| Exercise objective |
The result should be a full, exact repeat of the entries, free of pictures.

Stored data entries
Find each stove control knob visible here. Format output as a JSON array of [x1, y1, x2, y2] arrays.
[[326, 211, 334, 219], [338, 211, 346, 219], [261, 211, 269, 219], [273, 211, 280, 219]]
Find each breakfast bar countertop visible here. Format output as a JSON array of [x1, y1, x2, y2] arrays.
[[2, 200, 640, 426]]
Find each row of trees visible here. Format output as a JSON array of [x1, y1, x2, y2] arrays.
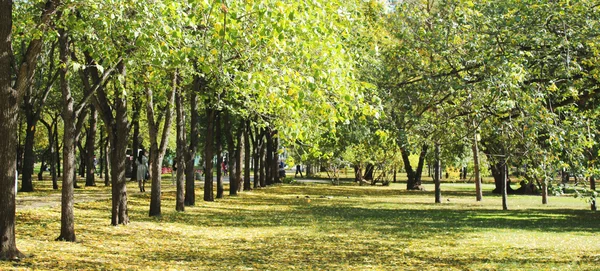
[[2, 0, 599, 261], [1, 0, 380, 260]]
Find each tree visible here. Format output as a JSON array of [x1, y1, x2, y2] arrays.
[[20, 41, 58, 192], [175, 78, 186, 212], [0, 0, 24, 260], [2, 0, 60, 254], [147, 71, 177, 217]]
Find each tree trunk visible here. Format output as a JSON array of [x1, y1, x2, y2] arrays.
[[258, 134, 268, 187], [354, 165, 363, 185], [502, 161, 508, 210], [20, 120, 36, 192], [272, 131, 280, 184], [434, 144, 441, 203], [108, 109, 129, 225], [414, 144, 428, 188], [37, 159, 44, 181], [472, 131, 482, 201], [184, 88, 199, 206], [107, 63, 130, 225], [98, 125, 103, 179], [243, 120, 251, 191], [252, 127, 261, 189], [542, 178, 548, 204], [216, 112, 223, 199], [85, 106, 97, 186], [40, 117, 58, 189], [57, 28, 76, 242], [591, 176, 596, 191], [104, 136, 110, 186], [175, 86, 185, 212], [130, 98, 141, 182], [491, 161, 514, 194], [147, 71, 177, 217], [226, 112, 238, 195], [0, 0, 25, 258], [77, 141, 86, 179], [204, 108, 215, 201], [401, 147, 416, 190], [55, 121, 61, 177], [265, 131, 273, 185], [259, 133, 266, 187], [236, 124, 244, 192]]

| Solution to the exercise |
Find each stove control knob visible here. Format output as a JSON array of [x1, y1, x2, y2] arrays.
[[326, 211, 334, 219], [338, 211, 346, 219], [261, 211, 269, 219], [273, 211, 280, 219]]
Find each breakfast bar countertop visible here. Format output as a JSON array of [x1, y1, x2, y2] arrays.
[[2, 200, 640, 426]]
Find each row of trees visible here. Format output as a JSON array of [x1, y1, x2, y2] arrays.
[[2, 0, 599, 261], [1, 0, 380, 260]]
Find each tree visible here. Format output as a JSON array of [x1, y1, x2, y2] arrays.
[[20, 41, 58, 192], [175, 78, 186, 212], [0, 0, 24, 260], [2, 0, 60, 254], [147, 71, 177, 217]]
Find each tree trunk visible here. Format output as a JSON array of [x1, y1, x2, y2] arrays.
[[258, 134, 268, 187], [354, 165, 363, 185], [502, 161, 508, 210], [20, 120, 36, 192], [272, 131, 280, 184], [434, 144, 441, 203], [108, 109, 129, 225], [414, 144, 428, 188], [37, 159, 44, 181], [472, 131, 482, 201], [184, 88, 199, 206], [107, 63, 130, 225], [98, 125, 103, 179], [243, 120, 251, 191], [252, 127, 261, 189], [542, 178, 548, 204], [216, 112, 223, 199], [85, 106, 97, 186], [40, 117, 58, 189], [57, 28, 76, 242], [591, 176, 596, 191], [104, 136, 110, 186], [175, 86, 185, 212], [130, 98, 141, 182], [491, 161, 514, 194], [147, 71, 177, 217], [226, 112, 238, 195], [0, 0, 25, 258], [77, 141, 86, 179], [204, 108, 215, 201], [401, 147, 416, 190], [55, 121, 61, 177], [265, 131, 273, 185], [259, 133, 266, 187], [236, 124, 244, 192]]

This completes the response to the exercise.